### STATED PROBLEM
Skip all pictures, then print the remaining material exactly.

### RECORDS SHOWN
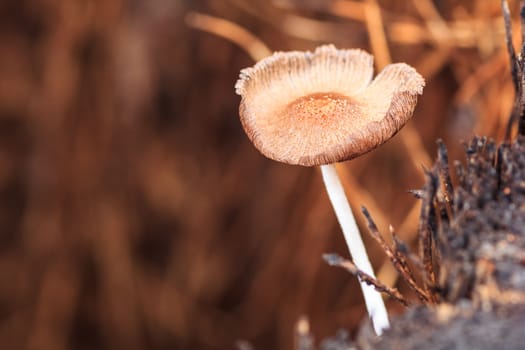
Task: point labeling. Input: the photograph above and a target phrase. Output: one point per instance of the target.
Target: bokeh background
(134, 211)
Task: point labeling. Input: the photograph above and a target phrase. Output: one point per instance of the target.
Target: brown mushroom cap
(321, 107)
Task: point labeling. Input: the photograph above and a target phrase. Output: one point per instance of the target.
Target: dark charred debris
(469, 273)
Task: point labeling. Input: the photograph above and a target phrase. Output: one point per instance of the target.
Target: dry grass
(134, 211)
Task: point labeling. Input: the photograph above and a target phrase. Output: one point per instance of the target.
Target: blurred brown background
(135, 213)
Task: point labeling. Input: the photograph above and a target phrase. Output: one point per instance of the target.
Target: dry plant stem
(336, 260)
(395, 256)
(373, 300)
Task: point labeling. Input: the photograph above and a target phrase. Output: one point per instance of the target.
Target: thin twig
(444, 173)
(427, 230)
(336, 260)
(396, 257)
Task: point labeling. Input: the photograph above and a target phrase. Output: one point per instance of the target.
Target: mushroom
(319, 108)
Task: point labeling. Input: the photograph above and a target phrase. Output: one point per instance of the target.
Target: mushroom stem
(373, 300)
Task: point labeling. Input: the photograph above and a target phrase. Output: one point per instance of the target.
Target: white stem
(373, 300)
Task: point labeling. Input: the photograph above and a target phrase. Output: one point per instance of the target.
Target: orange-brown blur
(136, 214)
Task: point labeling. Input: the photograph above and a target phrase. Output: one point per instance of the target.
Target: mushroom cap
(322, 107)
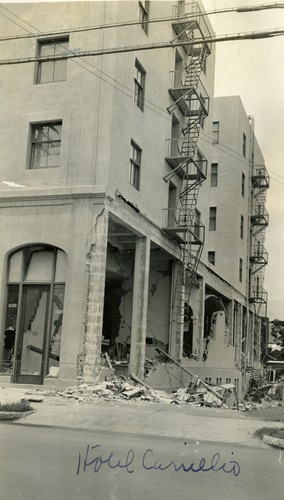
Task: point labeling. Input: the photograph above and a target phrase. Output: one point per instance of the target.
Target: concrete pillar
(139, 306)
(95, 301)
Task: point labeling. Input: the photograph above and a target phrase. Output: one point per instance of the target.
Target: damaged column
(95, 304)
(139, 307)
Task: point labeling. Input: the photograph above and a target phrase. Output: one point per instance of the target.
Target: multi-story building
(103, 194)
(232, 206)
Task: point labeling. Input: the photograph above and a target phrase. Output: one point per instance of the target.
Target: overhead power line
(152, 46)
(188, 16)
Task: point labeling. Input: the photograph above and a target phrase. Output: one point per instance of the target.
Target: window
(144, 14)
(52, 71)
(46, 144)
(135, 164)
(214, 175)
(241, 270)
(139, 85)
(244, 145)
(242, 227)
(35, 305)
(211, 258)
(197, 223)
(215, 133)
(212, 218)
(243, 184)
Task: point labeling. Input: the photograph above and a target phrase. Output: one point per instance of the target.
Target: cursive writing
(215, 465)
(92, 460)
(97, 461)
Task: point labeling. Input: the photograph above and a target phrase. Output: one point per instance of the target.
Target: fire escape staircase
(259, 222)
(183, 223)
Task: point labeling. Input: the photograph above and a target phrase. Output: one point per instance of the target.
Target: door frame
(29, 378)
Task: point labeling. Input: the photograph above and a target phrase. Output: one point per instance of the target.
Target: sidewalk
(144, 418)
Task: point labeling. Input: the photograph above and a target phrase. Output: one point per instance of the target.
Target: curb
(14, 415)
(272, 441)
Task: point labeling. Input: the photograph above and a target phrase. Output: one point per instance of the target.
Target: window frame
(144, 14)
(55, 42)
(135, 165)
(139, 85)
(50, 142)
(241, 270)
(214, 175)
(243, 184)
(244, 145)
(211, 257)
(212, 218)
(242, 225)
(215, 132)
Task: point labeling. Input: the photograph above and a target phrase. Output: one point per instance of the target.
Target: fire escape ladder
(191, 99)
(259, 222)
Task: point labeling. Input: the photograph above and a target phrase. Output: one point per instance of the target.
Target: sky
(254, 70)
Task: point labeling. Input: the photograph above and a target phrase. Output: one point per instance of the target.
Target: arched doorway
(34, 313)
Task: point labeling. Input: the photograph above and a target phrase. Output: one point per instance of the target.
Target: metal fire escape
(191, 101)
(259, 222)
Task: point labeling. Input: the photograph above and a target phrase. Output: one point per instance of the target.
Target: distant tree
(277, 332)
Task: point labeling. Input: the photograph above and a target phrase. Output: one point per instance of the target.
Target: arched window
(34, 313)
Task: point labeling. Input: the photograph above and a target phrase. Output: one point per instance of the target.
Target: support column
(95, 303)
(140, 306)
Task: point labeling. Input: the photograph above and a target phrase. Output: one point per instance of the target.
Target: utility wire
(123, 24)
(129, 93)
(253, 35)
(238, 156)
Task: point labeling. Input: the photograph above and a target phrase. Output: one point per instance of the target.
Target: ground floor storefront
(88, 283)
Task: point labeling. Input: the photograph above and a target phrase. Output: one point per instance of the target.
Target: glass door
(31, 341)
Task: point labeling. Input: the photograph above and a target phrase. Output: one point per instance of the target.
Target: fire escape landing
(259, 222)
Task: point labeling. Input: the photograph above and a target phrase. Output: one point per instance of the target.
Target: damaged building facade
(112, 189)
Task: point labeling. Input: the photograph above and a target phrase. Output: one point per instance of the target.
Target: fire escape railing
(259, 221)
(190, 98)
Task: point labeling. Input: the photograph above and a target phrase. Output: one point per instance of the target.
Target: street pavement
(143, 418)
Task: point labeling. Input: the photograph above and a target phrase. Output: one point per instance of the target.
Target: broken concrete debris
(195, 393)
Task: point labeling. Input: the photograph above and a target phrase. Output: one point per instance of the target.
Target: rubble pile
(129, 389)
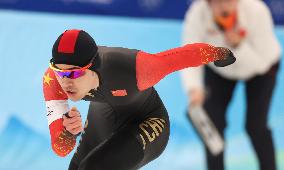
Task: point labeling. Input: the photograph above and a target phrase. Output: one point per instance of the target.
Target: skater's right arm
(62, 141)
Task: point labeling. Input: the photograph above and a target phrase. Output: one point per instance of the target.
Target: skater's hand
(73, 121)
(233, 38)
(196, 97)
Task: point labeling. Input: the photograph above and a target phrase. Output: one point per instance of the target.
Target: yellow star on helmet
(47, 79)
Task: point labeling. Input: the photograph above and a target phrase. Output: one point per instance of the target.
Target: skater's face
(78, 82)
(223, 7)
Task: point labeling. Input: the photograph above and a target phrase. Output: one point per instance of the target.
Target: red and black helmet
(74, 47)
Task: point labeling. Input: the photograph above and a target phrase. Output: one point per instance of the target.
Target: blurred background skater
(246, 27)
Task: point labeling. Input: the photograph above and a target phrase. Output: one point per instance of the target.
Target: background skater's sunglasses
(73, 73)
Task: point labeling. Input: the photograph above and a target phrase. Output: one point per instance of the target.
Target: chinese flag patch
(119, 92)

### CORRECT OUTPUT
Task: point labeling. Input: the photograph above and a target phrase. Output: one point per instance of the target.
Target: bokeh background
(134, 211)
Task: point labeling. Input: the photograph above and a target phrase. Output: one point per instance of the target.
Target: brown mushroom cap
(321, 107)
Task: point labeling. Input: the photograph above and a target phrase. Output: one point per instance of the target.
Target: dark charred debris
(469, 273)
Task: point labeling. Input: the photograph above and a target phrase. Output: one point per instance of the target.
Target: dry grass
(134, 211)
Task: point labeling. Input: the photograph above and a target phrase. Output: one point per instance of the target.
Target: blurred brown background
(135, 213)
Task: point labeling. Input: the photograph above and a target phrase. Output: one point per instance of the target.
Target: dry plant stem
(336, 260)
(395, 256)
(373, 300)
Task: point labeling. Input: the photograph above and a target phrase. Output: one point per instance of the target.
Target: thin twig
(444, 173)
(427, 230)
(336, 260)
(396, 257)
Task: point labeling. Input: the photograph above and a target phrase. Output: one point per instance of the target.
Target: mushroom
(319, 108)
Task: point labeling. Input: the photograph above and a target phrase. Output: one point per instance of the target.
Target: mushroom stem
(373, 300)
Task: point labeling. Input: the photograph above and a target phrase. Output: one point per instance of the target.
Target: white stem
(373, 300)
Task: point labeling. Input: the photograph above and a target phrase. Output: one point per instance of the target.
Target: orange-brown blur
(136, 214)
Task: point labeling. Input: the photograph above and a target phrase. Output: one point per instance of the target.
Target: mushroom cap
(322, 107)
Task: point labeling. Input: the photograph above and a target phrase. Output: one point per instance of the target.
Target: concrete pillar
(139, 306)
(95, 301)
Task: point labeling. Input: the photograph above and a target phrase. Output: one point per instance of the target.
Target: damaged column
(95, 304)
(139, 307)
Task: point labeling. Input: the photograph above and a target phrase. Output: one point per instance of the target.
Target: multi-story building
(103, 194)
(232, 206)
Task: point labeling. Input: the photograph above and a target phrase. Output: one point per instance of the target.
Target: overhead power line
(152, 46)
(188, 16)
Task: point labeling. Input: the photograph above and a target phrase. Output: one point per instance of the target.
Target: window
(144, 14)
(52, 71)
(46, 144)
(135, 164)
(214, 175)
(241, 270)
(139, 85)
(244, 145)
(242, 227)
(35, 305)
(211, 258)
(197, 223)
(215, 133)
(212, 218)
(243, 184)
Task: point labeling. Input: the photograph above and a target phrase. Output: one point per instance of the target.
Target: cursive writing
(215, 465)
(92, 460)
(97, 461)
Task: point labeling. Input: the photograph above and a target phrase. Output: one point per instance of the target.
Target: fire escape staircase
(259, 222)
(183, 223)
Task: point labeling. Input: the photograph above and a target phrase. Output: one point per instance of the target.
Target: door frame
(29, 378)
Task: point labeling. Input: the photograph above and a target phrase. Output: one point per instance of the target.
Target: sidewalk
(144, 418)
Task: point labeling. Input: the photograph above and a target phrase. Output: one point per instance of the target.
Target: curb
(14, 415)
(272, 441)
Task: point labeling. Input: the photograph above and a target phrase. Output: one point per instance of the target.
Target: window frame
(144, 14)
(55, 42)
(135, 165)
(139, 85)
(50, 142)
(241, 270)
(214, 175)
(243, 184)
(244, 145)
(211, 257)
(212, 218)
(242, 225)
(215, 132)
Task: point labeling. Input: the photograph above and a target phrase. Output: one point per instance of the target.
Target: fire escape ladder
(191, 99)
(259, 222)
Task: point labeling. Input: the photograph above and a target phrase. Output: one point per instance of the target.
Target: sky
(254, 70)
Task: point labeling. Input: the photograph above and a target phrase. Output: one point per instance of the target.
Target: arched doorway
(34, 313)
Task: point labeling. Input: the photograph above and a target phrase. Output: one point per instance of the target.
Target: metal fire escape
(191, 101)
(259, 222)
Task: point labeling. Input: the photograph above and a target phrase. Output: one point per instance of the target.
Target: distant tree
(277, 332)
Task: point labeling. Input: the photograph above and a target phrase. Output: one point per instance of the target.
Target: arched window
(34, 313)
Task: point labeling. Input: the photograph above and a target phrase. Output: one point per instance of the target.
Target: support column
(95, 303)
(140, 306)
Task: point labeling. Input: the photograph above and a target phrase. Output: one point per instance of the target.
Target: utility wire
(123, 24)
(129, 93)
(253, 35)
(238, 156)
Task: point labeling. Input: the photograph above and a target phrase. Output: one point per instance of the target.
Target: ground floor storefront
(88, 283)
Task: point labeling. Input: the photograph above and a target phrase. Output: one point per instance of the target.
Target: glass door
(31, 341)
Task: point labeling. Input: the photograph above and a target phrase. Output: one point per instance of the target.
Target: fire escape landing
(259, 222)
Task: point labeling. Input: the photograph above and a target phrase. Output: one point per instance of the target.
Target: damaged building facade
(112, 189)
Task: point labeling. Input: the photograph above and a target phrase. Output: one point per instance of the target.
Target: fire escape railing
(259, 221)
(190, 98)
Task: point labeling. Input: the photograph above and a target phrase. Output: one point per instance of the target.
Target: street pavement
(143, 418)
Task: point labeling. Input: the photograph above and a target phrase. Output: one point per instance of the target.
Target: broken concrete debris
(195, 393)
Task: point labeling. Input: the photograph above and a target phrase. Output: one point per instance of the target.
Target: rubble pile
(129, 389)
Task: point labeling. Input: the photograph above and a target phrase. Output: one point per instance of the target.
Target: skater's right arm
(62, 141)
Task: point labeling. Input: the photograph above and a target phrase. Output: one point per instance of the target.
Target: skater's hand
(73, 121)
(233, 38)
(196, 97)
Task: point labeling. Input: the photograph above and a target phrase. Output: one point per instance of the target.
Target: yellow star on helmet
(47, 79)
Task: point labeling. Input: the photograph above and a target phrase. Output: one point per instance of the target.
Target: skater's face
(78, 82)
(223, 7)
Task: point labeling. Input: the photograph above and a target phrase. Output: one point per instance of the target.
Target: red and black helmet
(74, 47)
Task: point labeling. Input: the photograph above and a target phrase. Output: one point per instance of the target.
Target: blurred background skater
(246, 27)
Task: point labeling. Input: the photograph above and a target phrase. Output: one point per instance of the target.
Target: background skater's sunglasses
(73, 73)
Task: point labeling. Input: the photograph above and a target phrase. Output: one point per instance of the target.
Target: chinese flag patch
(119, 92)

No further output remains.